**Provided passage**

---

Who Gives a Damn if Androids Dream of Electric Sheep?

Using AI to write a story is a shortcut: it imitates, but can’t capture the messy, contradictory way humans think.

Who Gives a Damn if Androids Dream of Electric Sheep?
A scene from Blade Runner

The first time I watched Blade Runner, I was just a kid. I didn’t care about the ethics or what technology was supposed to mean for humanity. The replicants were just cool, and Roy Batty (Rutger Hauer) outshone them all. His whole deal was fighting to stay alive and trying to figure out what life and death even mean. It’s our story too. You spend years trying to make sense of why you’re here, and by the time some of it starts to click, you’re already on your way out.

“An android,” he said, “doesn’t care what happens to another android. That’s one of the indications we look for.”
“Then,” Miss Luft said, “you must be an android.”
Philip K. Dick, Do Androids Dream of Electric Sheep?
A scene from Blade Runner

Not born

Blade Runner comes from Philip K. Dick’s novel Do Androids Dream of Electric Sheep?. The book is set in San Francisco in 1992, even though Dick wrote it back in 1968. The world has been wrecked by a global disaster. The government keeps repeating its slogan without a trace of warmth: “Emigrate or degenerate.” Anyone with drive heads to Mars. Androids are treated like high-end tools, updated every year, with believable backstories and implanted memories. Rick Deckard (Harrison Ford) is the cop tasked with hunting down and “retiring” these “children of human engineering,” designed to be dangerously close to their creators. The official line is that they don’t have empathy; they can’t feel anything for anyone. At least, that’s what people want to believe. Things start to shift when Deckard is assigned to take out a group of Nexus-6 models who behave in ways that look a lot like being human.
It’s a world running out of life, and the last thing people cling to is a shared sense of feeling. They try to boost it with Mercer’s empathy boxes or by caring for electric animals, robotic stand-ins for the real ones that are nearly gone. What Deckard doesn’t see coming is a simple question: if an electric sheep can do its job, why not an android? Why not care for one? Maybe even love one. Love something built, not born.

---

**Supplied information**
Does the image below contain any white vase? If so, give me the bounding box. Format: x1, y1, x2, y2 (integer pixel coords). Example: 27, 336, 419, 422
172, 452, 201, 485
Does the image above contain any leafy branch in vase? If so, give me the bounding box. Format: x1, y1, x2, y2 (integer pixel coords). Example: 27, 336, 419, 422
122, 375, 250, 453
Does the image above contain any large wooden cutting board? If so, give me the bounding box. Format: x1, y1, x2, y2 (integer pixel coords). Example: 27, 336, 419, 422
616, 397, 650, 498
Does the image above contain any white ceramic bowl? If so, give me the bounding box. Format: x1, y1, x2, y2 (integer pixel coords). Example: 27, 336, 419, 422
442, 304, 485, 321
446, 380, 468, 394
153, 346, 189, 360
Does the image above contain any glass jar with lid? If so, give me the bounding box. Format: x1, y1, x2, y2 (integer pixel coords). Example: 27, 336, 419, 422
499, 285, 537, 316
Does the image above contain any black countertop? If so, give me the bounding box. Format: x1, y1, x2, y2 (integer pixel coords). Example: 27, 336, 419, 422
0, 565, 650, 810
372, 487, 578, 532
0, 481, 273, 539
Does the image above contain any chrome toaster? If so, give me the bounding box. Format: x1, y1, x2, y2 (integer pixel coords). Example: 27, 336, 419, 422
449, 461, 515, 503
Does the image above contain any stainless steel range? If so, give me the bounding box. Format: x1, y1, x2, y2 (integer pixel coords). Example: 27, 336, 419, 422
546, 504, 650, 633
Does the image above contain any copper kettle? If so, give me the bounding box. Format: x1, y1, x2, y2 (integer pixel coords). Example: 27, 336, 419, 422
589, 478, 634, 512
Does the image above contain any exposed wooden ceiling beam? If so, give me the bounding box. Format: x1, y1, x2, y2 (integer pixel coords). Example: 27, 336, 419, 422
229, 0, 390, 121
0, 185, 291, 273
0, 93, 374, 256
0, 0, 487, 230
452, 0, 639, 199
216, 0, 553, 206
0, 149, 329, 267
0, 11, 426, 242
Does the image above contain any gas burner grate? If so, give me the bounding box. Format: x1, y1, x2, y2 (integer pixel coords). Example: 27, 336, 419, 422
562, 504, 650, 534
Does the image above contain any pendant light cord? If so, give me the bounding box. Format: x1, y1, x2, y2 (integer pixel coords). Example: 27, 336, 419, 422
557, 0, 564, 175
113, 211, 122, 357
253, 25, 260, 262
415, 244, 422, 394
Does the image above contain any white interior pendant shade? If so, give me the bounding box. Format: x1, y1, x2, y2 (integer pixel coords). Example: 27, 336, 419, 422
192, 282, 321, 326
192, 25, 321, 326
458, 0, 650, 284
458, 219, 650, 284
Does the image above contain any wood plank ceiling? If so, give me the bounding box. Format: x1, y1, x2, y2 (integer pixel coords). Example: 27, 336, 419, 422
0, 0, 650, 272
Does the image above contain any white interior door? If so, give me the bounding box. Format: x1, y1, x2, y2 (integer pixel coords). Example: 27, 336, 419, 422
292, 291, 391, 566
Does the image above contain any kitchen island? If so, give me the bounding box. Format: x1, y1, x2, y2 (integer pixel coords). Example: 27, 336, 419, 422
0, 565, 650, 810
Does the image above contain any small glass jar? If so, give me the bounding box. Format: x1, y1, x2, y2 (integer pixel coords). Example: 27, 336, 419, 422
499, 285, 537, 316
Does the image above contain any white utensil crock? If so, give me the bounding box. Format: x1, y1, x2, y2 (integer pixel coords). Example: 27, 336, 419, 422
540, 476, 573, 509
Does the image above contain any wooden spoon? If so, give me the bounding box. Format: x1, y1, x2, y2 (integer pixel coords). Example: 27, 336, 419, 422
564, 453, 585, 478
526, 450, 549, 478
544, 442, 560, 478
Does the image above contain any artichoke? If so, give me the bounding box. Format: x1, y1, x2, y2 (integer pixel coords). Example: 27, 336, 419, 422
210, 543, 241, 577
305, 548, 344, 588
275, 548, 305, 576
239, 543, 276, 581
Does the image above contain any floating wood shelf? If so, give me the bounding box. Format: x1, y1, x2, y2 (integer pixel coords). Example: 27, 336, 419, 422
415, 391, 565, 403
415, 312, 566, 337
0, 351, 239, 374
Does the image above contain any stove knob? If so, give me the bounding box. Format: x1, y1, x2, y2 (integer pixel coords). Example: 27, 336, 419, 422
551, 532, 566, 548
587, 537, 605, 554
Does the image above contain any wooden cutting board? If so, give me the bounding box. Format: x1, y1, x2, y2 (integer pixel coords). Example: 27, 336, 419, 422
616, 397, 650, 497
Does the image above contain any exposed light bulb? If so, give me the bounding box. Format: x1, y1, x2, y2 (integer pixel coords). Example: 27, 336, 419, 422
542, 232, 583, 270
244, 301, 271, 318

---

**Directive 1**
Write out the Blade Runner essay word for word, everything from "The first time" down to "Dick, Do Androids Dream of Electric Sheep?".
**Directive 2**
In the Blade Runner essay, what slogan does the government keep repeating?
**Directive 3**
Extend the Blade Runner essay beyond its final sentence.

**Response 1**
The first time I watched Blade Runner, I was just a kid. I didn’t care about the ethics or what technology was supposed to mean for humanity. The replicants were just cool, and Roy Batty (Rutger Hauer) outshone them all. His whole deal was fighting to stay alive and trying to figure out what life and death even mean. It’s our story too. You spend years trying to make sense of why you’re here, and by the time some of it starts to click, you’re already on your way out.

“An android,” he said, “doesn’t care what happens to another android. That’s one of the indications we look for.”
“Then,” Miss Luft said, “you must be an android.”
Philip K. Dick, Do Androids Dream of Electric Sheep?

**Response 2**
"Emigrate or degenerate."

**Response 3**
Being human

In one of the book’s most unsettling scenes, a group of androids takes apart a real spider, driven by curiosity about how it works. Curiosity is supposed to be a human trait, but in Dick’s worn-down universe, nothing is what it seems. Androids are knockoff versions of people, while the empathy box (a device that might as well be an early version of logging into a shared online feed) creates a second reality that bleeds into the first until the two start trading places. That’s the trick: the boundaries between real and artificial are constantly shifting. When Deckard realizes he feels pity, and something more, for the androids he’s been ordered to destroy, that supposedly “human-only” empathy has already crossed the line. His relationship with Rachel, the android he chooses as a partner while drifting away from his exhausted and bitter wife, pushes that line even farther. She stops being a manufactured object, and he no longer sees himself as purely human.

AI or not AI

I’m not interested in giving the usual lecture about artificial intelligence. I don’t think technology is the real problem. The issue is what we choose to do with it. But we have to remember that everything comes at a cost. The digital shift turns the world into data. That data runs through algorithms that grow more complex every day. Between input and output is the “black box”, where the system adjusts itself, learns patterns, and builds a version of reality that feels close enough. William Gibson called this cyberspace. Nothing in it is real.
When we use AI to write a story, we’re not truly creating anything, we’re getting an imitation, shaped from the prompts we feed the machine. It might feel quick and painless, but it’s only a shortcut. No machine can reproduce the messy, uneven, contradictory way human minds work.

The sense of wonder

AI doesn’t work with reality. It works with copies, mass production, not meaning. And meaning is value, not volume. A plane and a bird both fly, but the bird flies because it’s in its nature. A plane flies because someone drives it.
Human thought carries identity, contrast, and judgment. It comes from wonder, and wonder isn’t just about answering questions, following prompts, or collecting data. It’s the way we create our own understanding of the world. It’s… life.
AI has no past, no personal memory, no life to look back on. It doesn’t know love, anger, fear, or hope; it can only replay combinations that look close enough. We ask it to write about love, but what love could it ever truly know? The same goes for grief, joy, disgust, and desire. These aren’t templates, they come from living inside a body and a history.
Sure, the content AIs produce today look cleaner: the voices sound human; the videos look real. But imitation isn’t originality. And I’m not talking about some abstract idea of genius, I’m talking about that strange human condition where we stand in two places at once, grounded in what we live and pulled forward by what we imagine. Every single moment, we descend into ourselves and transcend ourselves. Only a living mind can do that.

Who gives a damn if androids dream? Human thought can’t be swapped out for computation, and reality can’t be replaced by a convincing imitation. Lose sight of that difference, and the first thing we lose is the meaning of Truth itself.

“I’ve seen things you people wouldn’t believe. Attack ships on fire off the shoulder of Orion. I watched C-beams glitter in the dark near the Tannhäuser Gate.
All those moments will be lost in time, like tears in rain. Time to die.”